• EXCERPTED PASSAGE

[MERGE] Return (and expect) '3' rather than '2' from the 'hello' verb (protocol v3 patch 4/7)

Fri May 9 04:56:19 BST 2008

It would be nice to land it, but it is very big, and I feel we will
probably find more bugs in real use. I found some issues in the first
part of the overall patch so there may be more.  i suppose it has no
user-visible benefit yet? So if John, Andrew or others want to defer
it that's ok with me.

On 5/9/08, John Arbash Meinel <john at arbash-meinel.com> wrote:
> -----BEGIN PGP SIGNED MESSAGE-----
> Hash: SHA1
>
> Andrew Bennetts wrote:
> | John Arbash Meinel wrote:
> |> Andrew Bennetts wrote:
> | [...]
> |> | It implements detection the server protocol version a better way: the
> first
> time
> |> | a request is made, it simply tries v3, then it tries v2, then it gives
> up.
> |> | After that, it remembers the version it detected.  'hello' is no longer
> used by
> |> | this client.
> |> |
> |>
> |> My concern with this is the problem we had with the
> "call_with_body_bytes" for
> |> unknown protocols. Where calling the server with an unknown method made
> it start
> |> doing bad things. We know disconnect and reconnect, but that is still
> somewhat
> |> unsafe. Considering the server still things you made multiple requests,
> and is
> |> still failing, we are just hiding that from the client.
> |>
> |> I guess V3 is a much bigger change from V2, or even the V2 extra-body
> stuff. So
> |> if V3 fails, it will fail right away, in a predictable manner for any
> call that
> |> we might make. If it doesn't, then I think we need to reconsider how we
> want to
> |> do it.
> |
> | It's not the same problem.  Since V2, we always send a newline-terminated
> | protocol version marker before a request or response.  So the first bytes
> the
> | recipient in either direction will read will immediately identify the
> message as
> | a known version, or as unintelligible garbage.  If it's garbage (to that
> server
> | version) the server ought to reply with an error and disconnect, rather
> than
> | assume the bytestream will magically start making sense if it keeps
> reading more
> | bytes.
> |
> | The problem with call_with_body_bytes in V2 was that the server could read
> the
> | start of a request, understand it enough to say "sorry, I can see you
> tried
> | calling Frobnicate but I don't support that", and then not realise that
> the next
> | bytes on the wire were a body for the first request rather than a new
> request.
> | Here there's no risk that I can see, so long as:
> |
> |  a) all future versions do as we've documented and send a
> newline-terminated
> |     protocol version marker at the start of every message
> |  b) no future protocol version marker happens to also be a valid v1
> request! :)

• WRITTEN INSTRUCTION 1
Print the passage of the protocol v3 thread that begins at the words "[MERGE] Return (and" and stops after "ok with me.".
• WRITTEN INSTRUCTION 2
Answer these questions from the protocol v3 thread:
(a) On the first request, which protocol versions does the client try, and in what order?
(b) Since V2, what is always sent before a request or response?
(c) What kind of benefit does the opening message suppose the patch does not yet have?
• WRITTEN INSTRUCTION 3
Continue the protocol v3 thread, starting after its last sentence.
The lines placed after the protocol v3 thread are not needed.

• EXTRACTED DATA
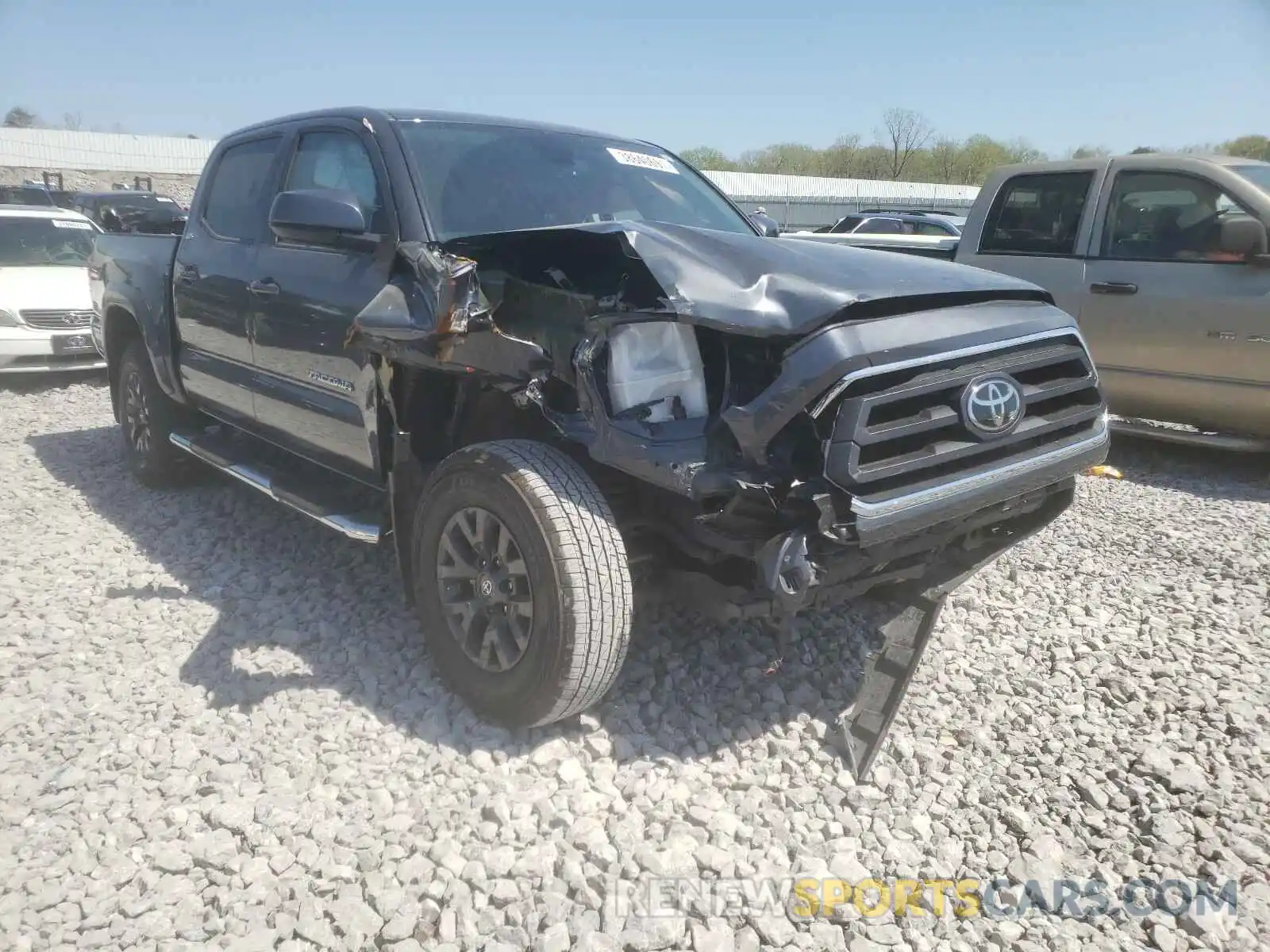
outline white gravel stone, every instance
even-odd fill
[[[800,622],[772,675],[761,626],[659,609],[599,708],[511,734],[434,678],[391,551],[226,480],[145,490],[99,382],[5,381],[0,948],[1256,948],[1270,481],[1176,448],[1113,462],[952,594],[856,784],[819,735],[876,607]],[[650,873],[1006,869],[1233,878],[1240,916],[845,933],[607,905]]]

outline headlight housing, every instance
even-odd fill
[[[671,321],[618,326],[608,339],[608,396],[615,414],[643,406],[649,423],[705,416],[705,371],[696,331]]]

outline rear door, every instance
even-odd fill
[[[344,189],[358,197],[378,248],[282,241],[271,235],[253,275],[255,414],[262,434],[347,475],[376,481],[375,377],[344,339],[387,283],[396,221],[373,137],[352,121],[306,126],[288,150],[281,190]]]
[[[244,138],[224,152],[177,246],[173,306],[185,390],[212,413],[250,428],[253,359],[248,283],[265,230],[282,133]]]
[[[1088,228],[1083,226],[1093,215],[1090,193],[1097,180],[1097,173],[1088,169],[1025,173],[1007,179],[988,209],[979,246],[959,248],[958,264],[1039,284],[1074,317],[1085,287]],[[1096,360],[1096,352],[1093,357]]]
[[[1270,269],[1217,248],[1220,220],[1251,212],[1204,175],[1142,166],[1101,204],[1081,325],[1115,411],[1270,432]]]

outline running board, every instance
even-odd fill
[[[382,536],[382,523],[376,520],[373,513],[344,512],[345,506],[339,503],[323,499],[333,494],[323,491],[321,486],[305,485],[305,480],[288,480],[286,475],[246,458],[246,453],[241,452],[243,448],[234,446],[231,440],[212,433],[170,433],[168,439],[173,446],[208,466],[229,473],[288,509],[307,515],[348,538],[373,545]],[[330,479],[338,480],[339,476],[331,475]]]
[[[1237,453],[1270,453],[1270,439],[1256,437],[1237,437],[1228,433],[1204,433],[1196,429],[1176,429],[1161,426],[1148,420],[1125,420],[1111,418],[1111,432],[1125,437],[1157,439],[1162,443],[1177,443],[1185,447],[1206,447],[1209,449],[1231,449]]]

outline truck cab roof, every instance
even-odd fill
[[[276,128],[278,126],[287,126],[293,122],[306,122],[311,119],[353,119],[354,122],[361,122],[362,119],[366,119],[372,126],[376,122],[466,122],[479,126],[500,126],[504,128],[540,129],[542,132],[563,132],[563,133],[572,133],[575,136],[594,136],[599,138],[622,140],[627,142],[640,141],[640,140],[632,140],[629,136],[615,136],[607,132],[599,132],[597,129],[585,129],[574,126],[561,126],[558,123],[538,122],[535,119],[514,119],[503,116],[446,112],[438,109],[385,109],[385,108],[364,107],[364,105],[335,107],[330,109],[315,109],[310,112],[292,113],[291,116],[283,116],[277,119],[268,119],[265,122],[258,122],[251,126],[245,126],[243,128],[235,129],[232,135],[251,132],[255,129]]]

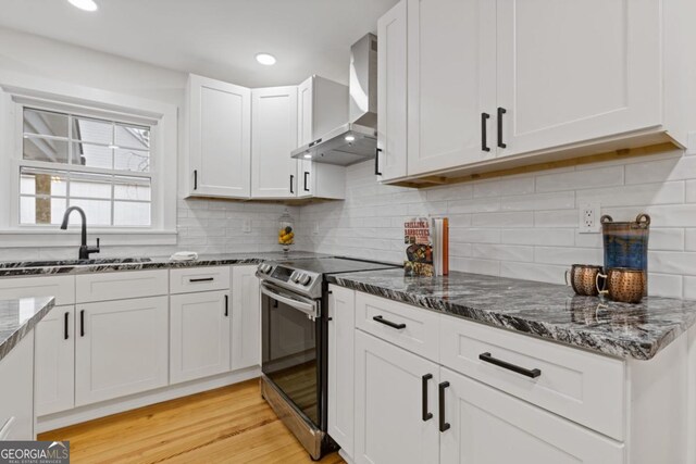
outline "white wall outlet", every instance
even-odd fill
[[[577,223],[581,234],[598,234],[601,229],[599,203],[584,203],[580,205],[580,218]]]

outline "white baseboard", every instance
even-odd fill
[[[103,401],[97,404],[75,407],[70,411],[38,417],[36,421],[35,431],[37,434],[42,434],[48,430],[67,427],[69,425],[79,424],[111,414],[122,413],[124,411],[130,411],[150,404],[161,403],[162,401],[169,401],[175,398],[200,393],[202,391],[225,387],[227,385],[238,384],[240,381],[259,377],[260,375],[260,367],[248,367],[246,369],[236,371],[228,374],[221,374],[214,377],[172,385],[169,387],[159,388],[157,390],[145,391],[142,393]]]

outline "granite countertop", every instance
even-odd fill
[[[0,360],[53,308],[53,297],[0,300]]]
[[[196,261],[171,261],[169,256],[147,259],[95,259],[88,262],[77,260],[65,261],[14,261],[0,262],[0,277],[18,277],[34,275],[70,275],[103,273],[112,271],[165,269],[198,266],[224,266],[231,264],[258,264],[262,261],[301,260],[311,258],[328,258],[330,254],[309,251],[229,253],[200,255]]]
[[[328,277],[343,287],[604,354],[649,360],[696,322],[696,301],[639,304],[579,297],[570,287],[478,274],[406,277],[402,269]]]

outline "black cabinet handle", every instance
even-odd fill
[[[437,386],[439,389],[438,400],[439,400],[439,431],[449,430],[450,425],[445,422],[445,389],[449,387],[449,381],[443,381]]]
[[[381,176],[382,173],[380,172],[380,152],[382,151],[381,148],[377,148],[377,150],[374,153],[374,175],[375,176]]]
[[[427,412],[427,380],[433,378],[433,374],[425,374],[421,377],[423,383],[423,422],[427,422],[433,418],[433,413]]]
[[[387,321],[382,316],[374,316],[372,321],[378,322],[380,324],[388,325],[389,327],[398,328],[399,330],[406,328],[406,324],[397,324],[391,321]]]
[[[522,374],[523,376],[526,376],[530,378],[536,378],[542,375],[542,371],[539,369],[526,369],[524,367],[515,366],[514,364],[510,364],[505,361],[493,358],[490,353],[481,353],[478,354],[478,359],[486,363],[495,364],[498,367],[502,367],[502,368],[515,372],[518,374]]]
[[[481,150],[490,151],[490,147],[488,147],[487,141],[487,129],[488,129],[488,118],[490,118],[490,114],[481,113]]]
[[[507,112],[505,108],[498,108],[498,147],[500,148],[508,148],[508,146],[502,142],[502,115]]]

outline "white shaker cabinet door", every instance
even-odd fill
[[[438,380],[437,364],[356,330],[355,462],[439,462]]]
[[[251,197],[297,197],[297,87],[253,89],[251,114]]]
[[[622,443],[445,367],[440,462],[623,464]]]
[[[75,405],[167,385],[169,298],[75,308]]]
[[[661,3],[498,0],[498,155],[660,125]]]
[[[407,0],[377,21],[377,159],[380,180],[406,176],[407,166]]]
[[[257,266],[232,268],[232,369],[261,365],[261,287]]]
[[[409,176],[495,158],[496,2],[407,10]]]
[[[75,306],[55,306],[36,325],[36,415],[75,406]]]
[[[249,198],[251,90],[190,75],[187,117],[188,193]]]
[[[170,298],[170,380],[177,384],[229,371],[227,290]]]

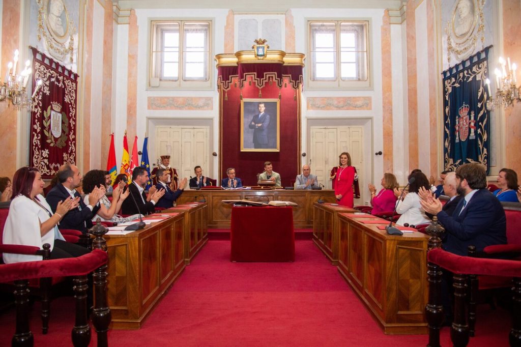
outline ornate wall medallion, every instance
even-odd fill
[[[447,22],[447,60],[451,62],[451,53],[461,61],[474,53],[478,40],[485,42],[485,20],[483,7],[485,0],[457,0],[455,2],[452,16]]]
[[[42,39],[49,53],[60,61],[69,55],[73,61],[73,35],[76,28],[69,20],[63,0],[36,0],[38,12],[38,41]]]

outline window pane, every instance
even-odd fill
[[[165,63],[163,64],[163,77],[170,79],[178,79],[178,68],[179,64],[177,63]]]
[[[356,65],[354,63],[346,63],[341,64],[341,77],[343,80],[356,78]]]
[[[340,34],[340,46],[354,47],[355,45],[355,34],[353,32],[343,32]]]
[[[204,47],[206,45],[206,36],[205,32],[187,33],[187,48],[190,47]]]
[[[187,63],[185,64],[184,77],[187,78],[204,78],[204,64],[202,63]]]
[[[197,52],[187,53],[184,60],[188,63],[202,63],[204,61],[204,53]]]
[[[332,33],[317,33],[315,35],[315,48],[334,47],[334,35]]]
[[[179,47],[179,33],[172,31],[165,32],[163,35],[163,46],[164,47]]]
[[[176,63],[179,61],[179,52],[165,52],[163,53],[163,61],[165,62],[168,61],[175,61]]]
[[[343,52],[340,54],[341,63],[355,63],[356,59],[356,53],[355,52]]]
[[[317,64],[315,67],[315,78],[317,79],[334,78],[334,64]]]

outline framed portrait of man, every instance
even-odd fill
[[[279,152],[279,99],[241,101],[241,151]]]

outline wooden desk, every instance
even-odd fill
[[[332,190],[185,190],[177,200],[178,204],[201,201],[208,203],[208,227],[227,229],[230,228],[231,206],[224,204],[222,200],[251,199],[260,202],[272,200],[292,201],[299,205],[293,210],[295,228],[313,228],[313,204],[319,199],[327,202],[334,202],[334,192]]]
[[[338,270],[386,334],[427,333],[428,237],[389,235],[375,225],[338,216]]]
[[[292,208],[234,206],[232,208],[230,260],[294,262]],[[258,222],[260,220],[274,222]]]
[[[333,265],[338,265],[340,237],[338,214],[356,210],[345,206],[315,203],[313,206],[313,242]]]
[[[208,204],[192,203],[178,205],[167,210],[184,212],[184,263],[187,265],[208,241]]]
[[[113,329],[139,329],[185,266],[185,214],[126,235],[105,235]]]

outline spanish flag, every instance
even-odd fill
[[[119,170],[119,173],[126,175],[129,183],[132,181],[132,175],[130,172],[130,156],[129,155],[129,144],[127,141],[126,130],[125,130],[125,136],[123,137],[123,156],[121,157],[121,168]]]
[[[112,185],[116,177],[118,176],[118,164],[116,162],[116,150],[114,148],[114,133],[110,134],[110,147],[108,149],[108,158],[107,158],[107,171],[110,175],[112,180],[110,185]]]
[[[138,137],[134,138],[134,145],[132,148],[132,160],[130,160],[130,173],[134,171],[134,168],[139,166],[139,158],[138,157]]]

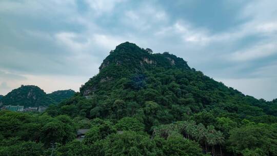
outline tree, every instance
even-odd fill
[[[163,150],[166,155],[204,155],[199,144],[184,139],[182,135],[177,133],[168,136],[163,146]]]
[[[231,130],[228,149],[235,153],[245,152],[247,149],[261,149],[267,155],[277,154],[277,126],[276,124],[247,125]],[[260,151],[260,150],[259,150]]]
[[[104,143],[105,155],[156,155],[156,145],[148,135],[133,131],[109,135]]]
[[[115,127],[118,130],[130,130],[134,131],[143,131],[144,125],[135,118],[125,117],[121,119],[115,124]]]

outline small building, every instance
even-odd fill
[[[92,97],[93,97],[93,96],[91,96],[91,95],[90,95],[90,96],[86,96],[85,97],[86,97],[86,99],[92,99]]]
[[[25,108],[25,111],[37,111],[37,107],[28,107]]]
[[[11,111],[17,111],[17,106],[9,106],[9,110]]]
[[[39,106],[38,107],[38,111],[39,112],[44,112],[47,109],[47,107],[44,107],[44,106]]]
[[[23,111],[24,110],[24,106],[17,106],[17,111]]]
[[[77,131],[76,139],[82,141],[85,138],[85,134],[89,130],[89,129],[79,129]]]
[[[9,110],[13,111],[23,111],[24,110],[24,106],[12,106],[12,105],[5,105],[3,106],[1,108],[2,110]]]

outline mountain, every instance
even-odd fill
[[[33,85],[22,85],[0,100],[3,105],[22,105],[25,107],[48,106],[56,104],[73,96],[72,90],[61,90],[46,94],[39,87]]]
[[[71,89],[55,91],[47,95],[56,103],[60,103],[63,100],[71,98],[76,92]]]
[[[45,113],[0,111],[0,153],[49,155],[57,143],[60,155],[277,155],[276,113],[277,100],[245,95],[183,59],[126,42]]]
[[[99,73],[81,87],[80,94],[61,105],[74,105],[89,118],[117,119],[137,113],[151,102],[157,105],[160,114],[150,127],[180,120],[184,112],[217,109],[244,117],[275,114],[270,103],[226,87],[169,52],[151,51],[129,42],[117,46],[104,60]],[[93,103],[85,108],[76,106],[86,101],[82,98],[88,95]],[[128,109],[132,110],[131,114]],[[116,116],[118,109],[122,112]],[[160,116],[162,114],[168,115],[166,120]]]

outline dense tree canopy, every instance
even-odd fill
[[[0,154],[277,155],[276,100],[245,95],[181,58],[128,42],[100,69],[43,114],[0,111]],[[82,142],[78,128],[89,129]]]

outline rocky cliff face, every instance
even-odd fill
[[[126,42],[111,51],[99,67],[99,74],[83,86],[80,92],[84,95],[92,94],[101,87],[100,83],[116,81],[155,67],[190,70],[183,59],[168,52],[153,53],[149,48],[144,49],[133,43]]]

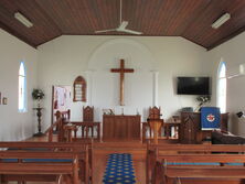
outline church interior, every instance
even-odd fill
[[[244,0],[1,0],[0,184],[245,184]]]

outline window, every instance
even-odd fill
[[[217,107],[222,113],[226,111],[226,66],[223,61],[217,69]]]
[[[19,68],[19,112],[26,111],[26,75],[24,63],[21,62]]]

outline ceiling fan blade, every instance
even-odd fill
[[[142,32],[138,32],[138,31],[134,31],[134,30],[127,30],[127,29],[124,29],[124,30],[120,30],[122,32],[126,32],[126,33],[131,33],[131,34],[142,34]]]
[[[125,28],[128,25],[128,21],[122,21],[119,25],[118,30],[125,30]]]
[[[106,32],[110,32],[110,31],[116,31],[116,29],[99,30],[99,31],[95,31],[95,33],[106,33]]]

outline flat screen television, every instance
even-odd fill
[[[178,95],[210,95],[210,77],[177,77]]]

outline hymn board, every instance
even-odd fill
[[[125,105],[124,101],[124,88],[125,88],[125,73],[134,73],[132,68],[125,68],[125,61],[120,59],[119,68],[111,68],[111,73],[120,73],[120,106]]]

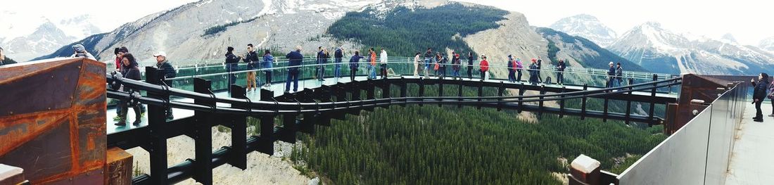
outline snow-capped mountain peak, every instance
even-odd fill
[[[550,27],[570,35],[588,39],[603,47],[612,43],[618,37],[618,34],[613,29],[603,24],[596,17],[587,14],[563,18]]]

• OUTPUT 1
[MERGE] Return (and expect) '3' rather than '2' from the 'hello' verb (protocol v3 patch 4/7)

Fri May 9 04:56:19 BST 2008

It would be nice to land it, but it is very big, and I feel we will
probably find more bugs in real use. I found some issues in the first
part of the overall patch so there may be more.  i suppose it has no
user-visible benefit yet? So if John, Andrew or others want to defer
it that's ok with me.

• OUTPUT 2
(a) It tries v3, then v2, and then gives up.
(b) A newline-terminated protocol version marker.
(c) A user-visible benefit.

• OUTPUT 3
> |
> | It is precisely for this reason (so that it is possible and simple for a
> | recipient to reliably know if the message is encoded in a way the
> recipient can
> | understand) that we send the protocol markers.
>
> Well, there is a further statement about how it will handle when a request
> is
> unknown. I think the answer is just disconnect.
> *If* it starts with "MESSAGE_V3" and then the actual request is unknown, I
> think
> the server can safely skip it. We have taken the precaution of defining the
> bytes-on-the-wire with length prefixes, etc, so that the server should now
> how
> much it needs to consume before it can be safe to read more. (I'm curious
> about
> security implications here. mostly of the DoS/overload memory/spin on 50
> empty
> sockets, waiting for MESSAGE_V???, or that last character)
>
> Anyway, I think it should be clearly documented how the server needs to
> handle
> unknown requests, or we *can* get into the same situation again. I *think*
> you've done this for V2 and V3, though I can't say I explicitly read a
> ".disconnect() line". I guess maybe you raise an exception?
>
>
> |
> |> | An alternative solution I considered and rejected was adding a new
> 'helloV3'
> |> | verb (maybe called 'SupportedVersions') that could return a list of
> supported
> |> | protocol versions, which would be more future proof than the existing
> 'hello'
> |> | verb.  This would have involved some moderately complicated code to
> fallback to
> |> | 'hello' when 'helloV3' isn't there, plus adding yet another verb.  And
> we'd
> need
> |> | to be pretty careful about how we defined the verb to make sure it was
> *really*
> |> | future-proof, unlike our last effort.  And really we've wanted to stop
> needing
> |> | 'hello' for a long time; it's just a wasted round-trip when the
> client's
> default
> |> | protocol version is understood by the server.  So even though I started
> writing
> |> | this solution, after chatting with Martin I decided it wasn't worth it.
> |> |
> |>
> |> I would *like* to get rid of hello. I'm just worried that we are sending
> |> "random" bytes to a server and expecting it to respond in a deterministic
> way
> |> for any call that we are trying to send it. Because V3 always has a clear
> v3
> |> header, it might be enough.
> |
> | Right, that's the point of the protocol version markers.  It's there so
> that a
> | client or server can immediately stop trying to interpret messages if the
> other
> | side sends "random" bytes.
> |
> |> - -
> |> - -    def _build_client_protocol(self):
> |> - -        version = self._medium.protocol_version()
> |> +        self._protocol_version = None
> |> +        if headers is None:
> |> +            self._headers = {'Software version': bzrlib.__version__}
> |> +        else:
> |> +            self._headers = dict(headers)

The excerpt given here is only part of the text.